◆ **CONSIGNES DES TÂCHES**:
a – Les énoncés suivants concordent-ils avec le texte sur les prix des médicaments ? Répondez par oui ou par non à chacun, en citant tels quels les mots du texte qui tranchent : (i) le couple Mongeau dépense plus de 10 000 $ par année en médicaments ; (ii) M. Mongeau a comparé les prix en appelant cinq chaînes de pharmacies ; (iii) la plupart des clients magasinent leurs médicaments d'ordonnance.
b – Pouvez-vous poursuivre le texte sur les prix des médicaments à partir de sa dernière phrase ?

◆ **PASSAGE EXTRAIT**:

━━━━━━

Pour les assurés privés, les prix des médicaments d'ordonnance varient parfois considérablement d'une pharmacie à l'autre. Peu de clients le savent. Rares sont ceux qui magasinent. Les assureurs paient, sans trop poser de questions. Pendant ce temps, les primes gonflent de plus de 10% par année...

Depuis 20 ans, André Mongeau achète ses médicaments à la même pharmacie. Sa femme et lui ont une douzaine de prescriptions «pour traiter les dommages causés par l'usure des années», blague le retraité. La facture dépasse les 10 000$ par année. Rien d'exceptionnel, aujourd'hui, pour des gens de leur âge.

Il y a quelque temps, M. Mongeau a fait un test. Il a téléphoné à trois autres grandes chaînes de pharmacies, pour comparer les prix. Toutes vendaient moins cher. Certaines jusqu'à 20% de moins pour son panier de médicaments.

━━━━━━

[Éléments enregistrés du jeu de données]
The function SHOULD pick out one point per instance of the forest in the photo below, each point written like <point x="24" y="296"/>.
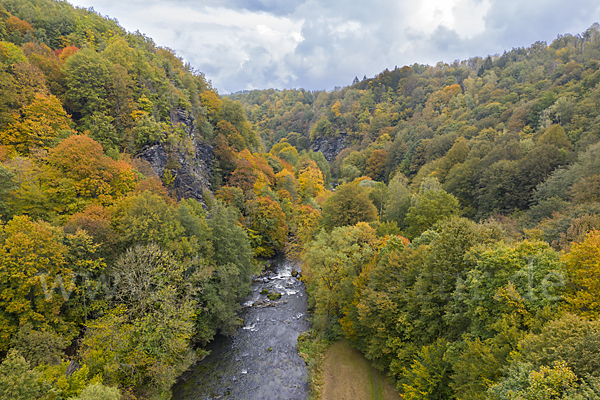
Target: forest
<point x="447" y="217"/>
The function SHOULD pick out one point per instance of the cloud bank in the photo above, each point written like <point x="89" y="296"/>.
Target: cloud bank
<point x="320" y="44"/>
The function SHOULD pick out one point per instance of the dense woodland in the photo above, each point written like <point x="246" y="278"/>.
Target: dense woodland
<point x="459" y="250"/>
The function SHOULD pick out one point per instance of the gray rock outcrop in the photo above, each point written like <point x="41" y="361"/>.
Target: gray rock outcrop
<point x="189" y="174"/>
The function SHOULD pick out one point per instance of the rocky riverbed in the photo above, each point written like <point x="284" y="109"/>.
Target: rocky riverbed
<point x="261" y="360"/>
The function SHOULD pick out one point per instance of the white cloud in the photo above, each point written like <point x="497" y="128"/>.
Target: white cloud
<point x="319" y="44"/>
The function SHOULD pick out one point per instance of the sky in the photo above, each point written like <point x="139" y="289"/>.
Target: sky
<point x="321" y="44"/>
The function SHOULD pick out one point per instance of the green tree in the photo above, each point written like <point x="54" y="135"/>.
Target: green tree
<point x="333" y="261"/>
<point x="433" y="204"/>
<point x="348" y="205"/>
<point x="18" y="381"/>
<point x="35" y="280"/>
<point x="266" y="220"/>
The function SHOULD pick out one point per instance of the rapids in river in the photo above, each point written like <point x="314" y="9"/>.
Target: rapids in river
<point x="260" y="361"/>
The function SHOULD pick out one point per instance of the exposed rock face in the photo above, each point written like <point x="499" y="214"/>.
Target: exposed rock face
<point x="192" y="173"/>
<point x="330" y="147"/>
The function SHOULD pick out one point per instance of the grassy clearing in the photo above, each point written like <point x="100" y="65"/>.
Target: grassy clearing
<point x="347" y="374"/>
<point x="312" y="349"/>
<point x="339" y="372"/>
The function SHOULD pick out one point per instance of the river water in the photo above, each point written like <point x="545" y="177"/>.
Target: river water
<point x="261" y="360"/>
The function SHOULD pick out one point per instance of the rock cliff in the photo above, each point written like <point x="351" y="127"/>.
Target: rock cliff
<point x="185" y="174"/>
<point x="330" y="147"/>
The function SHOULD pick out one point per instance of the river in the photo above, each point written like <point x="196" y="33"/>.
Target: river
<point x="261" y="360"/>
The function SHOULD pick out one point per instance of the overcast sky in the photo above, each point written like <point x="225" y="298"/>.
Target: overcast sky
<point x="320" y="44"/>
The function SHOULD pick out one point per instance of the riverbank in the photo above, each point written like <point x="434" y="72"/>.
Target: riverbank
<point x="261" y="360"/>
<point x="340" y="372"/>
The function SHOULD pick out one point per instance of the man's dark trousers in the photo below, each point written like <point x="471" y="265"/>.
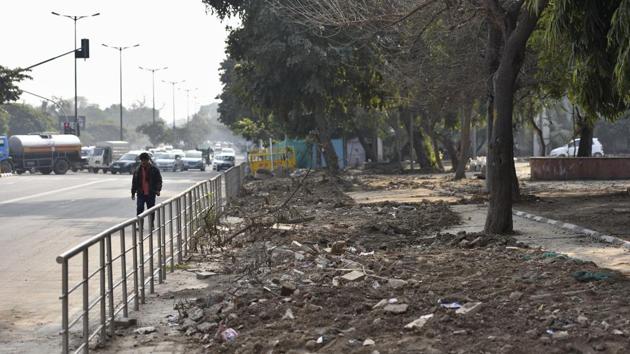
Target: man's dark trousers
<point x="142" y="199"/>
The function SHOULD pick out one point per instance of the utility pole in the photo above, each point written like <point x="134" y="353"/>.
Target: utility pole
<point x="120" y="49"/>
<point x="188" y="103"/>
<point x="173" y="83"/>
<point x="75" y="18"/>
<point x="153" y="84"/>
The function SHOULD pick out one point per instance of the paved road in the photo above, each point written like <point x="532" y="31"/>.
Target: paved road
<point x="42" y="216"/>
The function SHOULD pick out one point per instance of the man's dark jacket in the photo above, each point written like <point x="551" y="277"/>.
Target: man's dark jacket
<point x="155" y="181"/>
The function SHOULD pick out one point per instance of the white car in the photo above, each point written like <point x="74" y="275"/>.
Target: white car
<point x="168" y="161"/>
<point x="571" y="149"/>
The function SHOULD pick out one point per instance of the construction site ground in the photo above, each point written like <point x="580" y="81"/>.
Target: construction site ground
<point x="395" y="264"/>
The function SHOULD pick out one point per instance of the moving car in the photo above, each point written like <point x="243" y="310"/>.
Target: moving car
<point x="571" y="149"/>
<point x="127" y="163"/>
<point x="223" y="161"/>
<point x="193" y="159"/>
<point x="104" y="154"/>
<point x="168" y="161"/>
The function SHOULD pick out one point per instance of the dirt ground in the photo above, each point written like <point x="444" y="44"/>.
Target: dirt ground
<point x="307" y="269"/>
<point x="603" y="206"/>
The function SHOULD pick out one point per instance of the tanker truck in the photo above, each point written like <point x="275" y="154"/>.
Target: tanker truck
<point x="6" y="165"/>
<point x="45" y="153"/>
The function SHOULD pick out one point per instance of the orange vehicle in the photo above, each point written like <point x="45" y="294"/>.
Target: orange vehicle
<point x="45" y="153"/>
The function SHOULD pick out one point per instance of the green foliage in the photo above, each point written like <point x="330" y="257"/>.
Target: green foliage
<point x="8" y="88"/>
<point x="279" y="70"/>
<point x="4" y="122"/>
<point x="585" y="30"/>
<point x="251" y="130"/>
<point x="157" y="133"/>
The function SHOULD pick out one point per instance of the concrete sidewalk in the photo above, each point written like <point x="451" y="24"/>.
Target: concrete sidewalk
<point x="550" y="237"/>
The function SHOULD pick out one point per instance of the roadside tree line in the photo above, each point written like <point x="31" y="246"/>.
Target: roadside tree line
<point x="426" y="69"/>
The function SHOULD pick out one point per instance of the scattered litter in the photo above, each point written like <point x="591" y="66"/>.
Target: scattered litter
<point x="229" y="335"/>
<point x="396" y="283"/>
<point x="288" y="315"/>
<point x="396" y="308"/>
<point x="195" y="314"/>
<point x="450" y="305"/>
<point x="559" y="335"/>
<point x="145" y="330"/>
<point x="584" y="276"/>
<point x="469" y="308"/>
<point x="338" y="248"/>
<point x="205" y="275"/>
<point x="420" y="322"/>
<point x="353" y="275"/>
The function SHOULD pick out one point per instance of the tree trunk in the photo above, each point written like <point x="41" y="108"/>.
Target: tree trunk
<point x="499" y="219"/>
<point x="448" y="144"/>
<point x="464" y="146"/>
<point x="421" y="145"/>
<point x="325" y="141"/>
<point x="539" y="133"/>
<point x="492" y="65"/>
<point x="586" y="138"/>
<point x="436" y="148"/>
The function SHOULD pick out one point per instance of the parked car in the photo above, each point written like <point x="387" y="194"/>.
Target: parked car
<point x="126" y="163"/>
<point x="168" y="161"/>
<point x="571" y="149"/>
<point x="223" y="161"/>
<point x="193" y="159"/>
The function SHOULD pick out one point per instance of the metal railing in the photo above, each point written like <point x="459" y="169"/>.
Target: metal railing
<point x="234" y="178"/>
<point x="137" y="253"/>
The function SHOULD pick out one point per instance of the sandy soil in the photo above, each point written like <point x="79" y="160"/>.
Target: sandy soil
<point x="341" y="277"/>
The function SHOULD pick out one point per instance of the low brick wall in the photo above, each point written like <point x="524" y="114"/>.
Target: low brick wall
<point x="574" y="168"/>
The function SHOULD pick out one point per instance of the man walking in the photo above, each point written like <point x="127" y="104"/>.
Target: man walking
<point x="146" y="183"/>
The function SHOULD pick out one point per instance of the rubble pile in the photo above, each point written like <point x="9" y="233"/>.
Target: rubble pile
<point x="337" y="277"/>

━━━━━━

◆ **RÉSULTATS PAR TÂCHE**:
a –
(i) Oui : « La facture dépasse les 10 000$ par année. »
(ii) Non : « Il a téléphoné à trois autres grandes chaînes de pharmacies, pour comparer les prix. »
(iii) Non : « Rares sont ceux qui magasinent. »

b –
Quand il a révélé les résultats de sa petite enquête à son pharmacien, le professionnel a été bien surpris. Si peu de clients magasinent. Si peu savent que les prix des médicaments d'ordonnance varient, parfois de manière significative.

Sur le coup, le pharmacien lui a répondu: «Ça ne change rien pour toi, tu es assuré.» Cette réaction a choqué M. Mongeau. Il est vrai que le régime de son ancien employeur le rembourse à 80%. «Mais je paie 20%. Plus les prix des médicaments sont élevés, plus ma part est élevée», dit-il. «Ensuite, c'est mon ancien employeur qui m'a toujours bien traité, qui paie trop cher. C'est pas correct», dit-il.

Et même si son ancien employeur paie la prime en entier, M. Mongeau doit ajouter cet avantage imposable à ses revenus. Une somme de 1800$ par année. Comme quoi l'assurance n'est pas gratuite... une autre illusion qui fait en sorte que les assurés surveillent peu les coûts des médicaments.

Le pharmacien de M. Mongeau s'est vite ravisé. Il a réduit le prix du panier de médicaments du couple, pour conserver leur clientèle.

Mais depuis, M. Mongeau a reçu une nouvelle prescription. Son pharmacien lui a vendu 30 comprimés pour 37,84$. Le mois suivant, il s'est procuré le même médicament, mais cette fois pour 120 jours. Facture: 109,11$. Cela équivaut à 27,28$ pour 30 jours, soit 10$ de moins.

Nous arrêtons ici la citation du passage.